>> start RECORDS FOR THE EXERCISE
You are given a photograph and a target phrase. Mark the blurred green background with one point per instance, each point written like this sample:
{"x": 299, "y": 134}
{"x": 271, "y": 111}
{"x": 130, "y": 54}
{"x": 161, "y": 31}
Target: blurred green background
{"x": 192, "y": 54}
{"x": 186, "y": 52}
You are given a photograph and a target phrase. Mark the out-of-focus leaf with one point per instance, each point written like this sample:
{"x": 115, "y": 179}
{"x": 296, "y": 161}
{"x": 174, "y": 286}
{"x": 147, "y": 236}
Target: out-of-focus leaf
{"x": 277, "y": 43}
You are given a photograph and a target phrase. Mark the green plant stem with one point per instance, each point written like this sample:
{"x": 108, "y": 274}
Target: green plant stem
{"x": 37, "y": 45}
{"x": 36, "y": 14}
>> end RECORDS FOR THE EXERCISE
* WHAT IS NEEDED *
Reproduce the listing above line for line, with no changes.

* SOLUTION FOR THIS PROBLEM *
You are given a photograph and a target phrase. Mark the blurred green background with one point per instance, each point written like this sample:
{"x": 299, "y": 134}
{"x": 271, "y": 111}
{"x": 130, "y": 54}
{"x": 161, "y": 31}
Target: blurred green background
{"x": 192, "y": 54}
{"x": 186, "y": 52}
You are given a photograph and a target phrase. Mark the out-of-focus leaf with one point per instance, each point written like this sample:
{"x": 115, "y": 179}
{"x": 296, "y": 161}
{"x": 174, "y": 286}
{"x": 147, "y": 236}
Target: out-of-focus leaf
{"x": 277, "y": 43}
You are given a photograph and a target phrase. Mark the green plant stem with one point per instance, each point written like this sample:
{"x": 108, "y": 274}
Target: green plant stem
{"x": 37, "y": 45}
{"x": 36, "y": 14}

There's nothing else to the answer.